Work instruction >>
The data that follows should be copied out exactly.

─── Exercise materials

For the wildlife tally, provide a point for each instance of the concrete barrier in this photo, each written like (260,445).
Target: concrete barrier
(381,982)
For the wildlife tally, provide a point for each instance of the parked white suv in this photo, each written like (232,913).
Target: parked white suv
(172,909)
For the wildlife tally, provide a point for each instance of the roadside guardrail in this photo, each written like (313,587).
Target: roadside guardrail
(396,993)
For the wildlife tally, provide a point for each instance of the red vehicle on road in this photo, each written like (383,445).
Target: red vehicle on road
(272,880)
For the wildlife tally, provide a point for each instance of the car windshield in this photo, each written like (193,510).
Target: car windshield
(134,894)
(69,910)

──────

Solved exercise >>
For the wildlife tally, provide a point for each instance of the concrete barrier in this photo, each written like (260,445).
Target: concrete barrier
(381,982)
For the wildlife tally, provide a point for each instance of the parked white suv in this photo, each written like (232,913).
Target: parked white suv
(172,909)
For the wildlife tally, provide a point for each instance of the roadside guardrail in this photo, each written like (313,587).
Target: roadside guardrail
(396,993)
For the wildlife tally, provide a point for each instance of the red vehicle on road in this photo, each written like (383,445).
Target: red vehicle on road
(272,880)
For the wildlife tally, provide a point for each instance of the car windshield in this photo, each written like (193,510).
Target: car windshield
(134,894)
(69,910)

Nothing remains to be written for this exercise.